▶ **The request**:
Format the data below as a JSON list of strings, with one string for each line and no entries for blank lines. Leave the pictures out of the result.

▶ **Records from a data source**:
-- begin --
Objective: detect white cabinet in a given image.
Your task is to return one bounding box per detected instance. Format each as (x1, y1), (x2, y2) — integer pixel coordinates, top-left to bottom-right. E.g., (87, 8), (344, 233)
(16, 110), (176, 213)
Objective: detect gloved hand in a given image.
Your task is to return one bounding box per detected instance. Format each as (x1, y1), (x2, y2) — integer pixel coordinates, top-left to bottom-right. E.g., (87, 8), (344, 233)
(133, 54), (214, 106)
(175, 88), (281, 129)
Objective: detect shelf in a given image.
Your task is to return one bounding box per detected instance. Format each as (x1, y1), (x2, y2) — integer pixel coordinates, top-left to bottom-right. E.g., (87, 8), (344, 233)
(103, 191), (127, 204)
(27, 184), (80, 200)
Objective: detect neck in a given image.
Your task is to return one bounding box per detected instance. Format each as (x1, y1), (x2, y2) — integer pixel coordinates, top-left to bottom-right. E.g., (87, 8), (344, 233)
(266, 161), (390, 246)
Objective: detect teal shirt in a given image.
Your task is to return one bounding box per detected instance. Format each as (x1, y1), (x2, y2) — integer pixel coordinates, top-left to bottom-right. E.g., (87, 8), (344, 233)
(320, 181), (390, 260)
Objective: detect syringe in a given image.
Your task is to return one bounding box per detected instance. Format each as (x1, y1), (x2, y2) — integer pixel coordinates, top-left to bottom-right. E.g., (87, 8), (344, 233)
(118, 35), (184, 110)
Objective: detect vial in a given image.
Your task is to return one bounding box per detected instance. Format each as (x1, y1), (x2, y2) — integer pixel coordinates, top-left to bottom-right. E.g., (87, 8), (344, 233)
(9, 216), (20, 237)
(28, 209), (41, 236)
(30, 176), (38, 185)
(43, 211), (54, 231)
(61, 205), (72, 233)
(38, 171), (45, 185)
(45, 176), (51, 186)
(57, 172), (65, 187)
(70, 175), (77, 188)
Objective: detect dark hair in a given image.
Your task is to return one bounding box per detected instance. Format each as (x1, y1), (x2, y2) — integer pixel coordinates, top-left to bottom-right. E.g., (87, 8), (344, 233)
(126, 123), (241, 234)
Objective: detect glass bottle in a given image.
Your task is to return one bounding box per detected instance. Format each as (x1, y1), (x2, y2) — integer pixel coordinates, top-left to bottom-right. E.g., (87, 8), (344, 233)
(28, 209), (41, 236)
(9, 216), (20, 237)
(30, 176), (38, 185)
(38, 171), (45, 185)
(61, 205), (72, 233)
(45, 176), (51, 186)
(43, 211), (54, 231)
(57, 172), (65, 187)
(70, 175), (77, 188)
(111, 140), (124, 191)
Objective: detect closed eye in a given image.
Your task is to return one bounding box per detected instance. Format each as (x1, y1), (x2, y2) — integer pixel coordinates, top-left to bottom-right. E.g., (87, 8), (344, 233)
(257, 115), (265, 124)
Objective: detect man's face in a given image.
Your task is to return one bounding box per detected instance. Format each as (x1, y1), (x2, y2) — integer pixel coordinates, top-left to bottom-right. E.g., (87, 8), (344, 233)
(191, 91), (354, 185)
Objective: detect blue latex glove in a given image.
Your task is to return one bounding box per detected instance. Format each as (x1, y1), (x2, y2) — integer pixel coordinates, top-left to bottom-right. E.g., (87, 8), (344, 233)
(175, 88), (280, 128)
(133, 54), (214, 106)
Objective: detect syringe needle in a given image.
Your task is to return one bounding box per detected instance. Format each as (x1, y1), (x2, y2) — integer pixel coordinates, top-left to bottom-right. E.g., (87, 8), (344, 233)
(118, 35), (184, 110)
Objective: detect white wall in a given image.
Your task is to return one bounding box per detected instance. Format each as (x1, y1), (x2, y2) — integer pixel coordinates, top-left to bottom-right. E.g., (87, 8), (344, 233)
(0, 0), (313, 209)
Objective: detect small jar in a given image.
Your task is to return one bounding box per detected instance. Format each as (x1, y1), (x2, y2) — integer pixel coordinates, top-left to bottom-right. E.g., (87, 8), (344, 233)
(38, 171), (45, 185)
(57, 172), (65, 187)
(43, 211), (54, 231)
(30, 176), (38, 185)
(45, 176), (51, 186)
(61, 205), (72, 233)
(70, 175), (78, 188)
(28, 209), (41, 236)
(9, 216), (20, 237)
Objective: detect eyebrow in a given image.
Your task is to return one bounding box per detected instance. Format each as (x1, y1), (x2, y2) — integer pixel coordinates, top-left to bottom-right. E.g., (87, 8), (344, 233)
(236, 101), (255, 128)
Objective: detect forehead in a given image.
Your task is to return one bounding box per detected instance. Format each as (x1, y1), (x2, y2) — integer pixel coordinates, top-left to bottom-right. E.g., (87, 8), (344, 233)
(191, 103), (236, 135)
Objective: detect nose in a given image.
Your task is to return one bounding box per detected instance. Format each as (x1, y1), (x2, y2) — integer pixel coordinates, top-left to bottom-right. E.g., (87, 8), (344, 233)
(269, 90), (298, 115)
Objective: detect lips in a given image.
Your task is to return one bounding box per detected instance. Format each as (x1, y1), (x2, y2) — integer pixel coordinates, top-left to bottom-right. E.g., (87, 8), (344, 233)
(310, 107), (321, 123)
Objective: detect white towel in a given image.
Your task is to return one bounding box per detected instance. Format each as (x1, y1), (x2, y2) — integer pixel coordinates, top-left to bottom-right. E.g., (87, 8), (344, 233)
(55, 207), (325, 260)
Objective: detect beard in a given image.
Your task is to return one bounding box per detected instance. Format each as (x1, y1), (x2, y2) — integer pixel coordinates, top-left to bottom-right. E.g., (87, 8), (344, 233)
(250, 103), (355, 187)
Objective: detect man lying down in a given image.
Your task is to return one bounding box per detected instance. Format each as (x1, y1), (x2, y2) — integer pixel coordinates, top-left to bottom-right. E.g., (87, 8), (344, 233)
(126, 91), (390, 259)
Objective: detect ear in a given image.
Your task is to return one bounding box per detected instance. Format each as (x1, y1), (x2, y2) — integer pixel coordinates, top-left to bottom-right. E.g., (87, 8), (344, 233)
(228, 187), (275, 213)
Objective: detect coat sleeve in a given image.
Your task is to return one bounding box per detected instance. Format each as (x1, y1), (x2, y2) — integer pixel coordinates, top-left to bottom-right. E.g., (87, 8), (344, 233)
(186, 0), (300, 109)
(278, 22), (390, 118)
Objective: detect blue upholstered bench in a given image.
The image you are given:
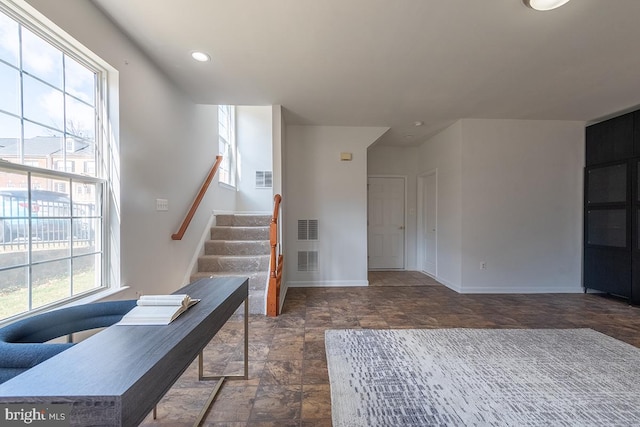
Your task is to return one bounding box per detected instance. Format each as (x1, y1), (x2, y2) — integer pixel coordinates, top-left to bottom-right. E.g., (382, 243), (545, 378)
-- end --
▶ **Result**:
[
  "Objective: detect white cabinet in a given image.",
  "Your task is to return one bounding box per detected instance. Format each as (x1, y1), (x2, y2) — integer pixel coordinates, top-left to bottom-right. E.g., (87, 8), (344, 233)",
  "(16, 110), (176, 213)",
  "Objective: detect gloved hand in a given image.",
  "Your task is to return one bounding box per detected instance. Format each as (x1, y1), (x2, y2) — integer pixel coordinates, top-left to bottom-right. E.g., (87, 8), (344, 233)",
  "(133, 54), (214, 106)",
  "(175, 88), (281, 129)",
  "Objective: detect shelf in a given image.",
  "Your task is to return one bounding box per detected instance. Format each as (x1, y1), (x2, y2) — integer pixel coordinates, top-left to bottom-right. E.g., (87, 8), (344, 233)",
  "(103, 191), (127, 204)",
  "(27, 184), (80, 200)",
  "Objective: detect neck in a given image.",
  "Your task is to return one bounding box per detected instance. Format each as (x1, y1), (x2, y2) — integer pixel coordinates, top-left to bottom-right. E.g., (87, 8), (344, 233)",
  "(266, 161), (390, 246)",
  "Objective: detect teal shirt in a given image.",
  "Your task is to return one bounding box per detected instance. Format each as (x1, y1), (x2, y2) — integer pixel coordinates, top-left to bottom-right. E.g., (87, 8), (344, 233)",
  "(320, 181), (390, 260)",
  "Objective: detect syringe in a given image.",
  "Your task is to return one bounding box per detected instance. Format each as (x1, y1), (x2, y2) — integer pixel coordinates, top-left to bottom-right. E.g., (87, 8), (344, 233)",
  "(118, 35), (184, 110)",
  "Objective: detect vial in a given image.",
  "Your task is to return one bounding box per detected instance. Format each as (x1, y1), (x2, y2) — integer pixel coordinates, top-left to bottom-right. E.g., (87, 8), (344, 233)",
  "(9, 216), (20, 237)",
  "(28, 209), (41, 236)",
  "(30, 176), (38, 185)",
  "(43, 211), (54, 231)",
  "(61, 205), (72, 233)",
  "(38, 171), (45, 185)",
  "(45, 176), (51, 186)",
  "(57, 172), (65, 187)",
  "(70, 175), (77, 188)",
  "Objective: detect dark hair in a given image.",
  "Your task is to return one bounding box per detected instance. Format each as (x1, y1), (x2, y2) — integer pixel coordinates, top-left to bottom-right. E.g., (87, 8), (344, 233)",
  "(126, 123), (241, 234)",
  "Objective: detect glass bottle in a given image.",
  "Your task is to return one bounding box per detected instance. Format each as (x1, y1), (x2, y2) — integer pixel coordinates, top-left to bottom-right. E.g., (87, 8), (344, 233)",
  "(28, 209), (41, 236)",
  "(9, 216), (20, 237)",
  "(30, 176), (38, 185)",
  "(38, 171), (45, 185)",
  "(61, 205), (72, 233)",
  "(45, 176), (51, 186)",
  "(43, 211), (54, 231)",
  "(57, 172), (65, 187)",
  "(70, 175), (77, 188)",
  "(111, 140), (124, 191)",
  "Objective: detect closed eye in a given image.",
  "Your task is to return one bounding box per detected instance. Format each as (x1, y1), (x2, y2) — integer pixel coordinates, top-left to bottom-right. E.g., (87, 8), (344, 233)",
  "(257, 115), (265, 124)",
  "Objective: detect man's face in a given image.",
  "Your task is to return one bounding box per detected instance. Format each as (x1, y1), (x2, y2) — integer pixel coordinates, top-left to bottom-right. E.g., (87, 8), (344, 233)",
  "(191, 91), (354, 185)",
  "Objective: detect blue latex glove in a given image.",
  "Your task is to return one bounding box per detected instance. Format each as (x1, y1), (x2, y2) — integer pixel coordinates, top-left to bottom-right. E.g., (87, 8), (344, 233)",
  "(175, 88), (280, 128)",
  "(133, 54), (214, 106)",
  "Objective: detect syringe needle in a given image.",
  "Your task is to return one bounding box per detected instance. Format each as (x1, y1), (x2, y2) — integer pixel coordinates, top-left to bottom-right. E.g., (87, 8), (344, 233)",
  "(118, 35), (184, 110)",
  "Objective: detect white wall in a given image.",
  "Your task is to return one bounding box per detected instance. Format each as (x1, y1), (x2, y2) — integer pixel coordinates, top-left to bottom-right. E.g., (87, 8), (344, 233)",
  "(0, 0), (313, 209)",
  "Objective: detect small jar in a given image.",
  "Your task is to return one bounding box per detected instance. Format each as (x1, y1), (x2, y2) — integer pixel coordinates, top-left to bottom-right. E.g., (87, 8), (344, 233)",
  "(38, 171), (45, 185)",
  "(57, 172), (65, 187)",
  "(43, 211), (54, 231)",
  "(30, 176), (38, 185)",
  "(45, 176), (51, 186)",
  "(61, 205), (72, 233)",
  "(70, 175), (78, 188)",
  "(28, 209), (41, 236)",
  "(9, 216), (20, 237)",
  "Objective: detect eyebrow in a given image.",
  "Your task is to return one bounding box per detected instance. Format each as (x1, y1), (x2, y2) — integer pixel coordinates, top-left to bottom-right. E.g., (87, 8), (344, 233)",
  "(236, 101), (255, 128)",
  "Objective: detect forehead in a given image.",
  "Your task is to return one bounding box per detected instance. Format each as (x1, y1), (x2, y2) — integer pixel coordinates, top-left to bottom-right. E.g., (87, 8), (344, 233)",
  "(191, 103), (236, 135)",
  "Objective: detect nose in a given image.",
  "Your task is to return one bounding box per detected instance. Format each as (x1, y1), (x2, y2) — integer pixel coordinates, top-left to bottom-right. E.g., (87, 8), (344, 233)",
  "(269, 90), (298, 115)",
  "Objective: detect lips in a given image.",
  "Your task is to return one bounding box per detected instance. Format each as (x1, y1), (x2, y2) — integer pixel coordinates, top-left to bottom-right. E.g., (87, 8), (344, 233)",
  "(310, 107), (321, 123)",
  "Objective: detect white towel in a given image.",
  "Your task is to return one bounding box per detected instance. Format each as (x1, y1), (x2, y2) — integer pixel coordinates, top-left to bottom-right. E.g., (87, 8), (344, 233)",
  "(55, 207), (325, 260)",
  "Objective: detect beard in a given image.",
  "Your task is to return one bounding box per detected instance. Format each as (x1, y1), (x2, y2) — integer pixel coordinates, top-left to bottom-right. E.g., (87, 8), (344, 233)",
  "(250, 103), (355, 187)",
  "Objective: detect man lying down in a given image.",
  "Your task is to return one bounding box per detected instance. Format each as (x1, y1), (x2, y2) — integer pixel coordinates, top-left to bottom-right. E.g., (87, 8), (344, 233)",
  "(126, 91), (390, 259)",
  "Objective: detect ear in a given image.",
  "Your task is to return one bounding box per detected instance. Format each as (x1, y1), (x2, y2) — integer pixel coordinates, top-left to bottom-right. E.g., (87, 8), (344, 233)",
  "(228, 187), (275, 213)",
  "Objective: detect coat sleeve in a given image.",
  "Your task is to return one bounding box per detected instance. Format each as (x1, y1), (x2, y2) — integer pixel coordinates, top-left to bottom-right. E.g., (87, 8), (344, 233)",
  "(186, 0), (300, 109)",
  "(278, 22), (390, 118)",
  "Objective: detect blue upholstered bench in a given image.",
  "The image you are given:",
  "Your task is to return one bounding box per detected instance. Format each as (x1, y1), (x2, y2) — integer pixel coordinates, top-left to bottom-right. E.g., (382, 243), (545, 378)"
]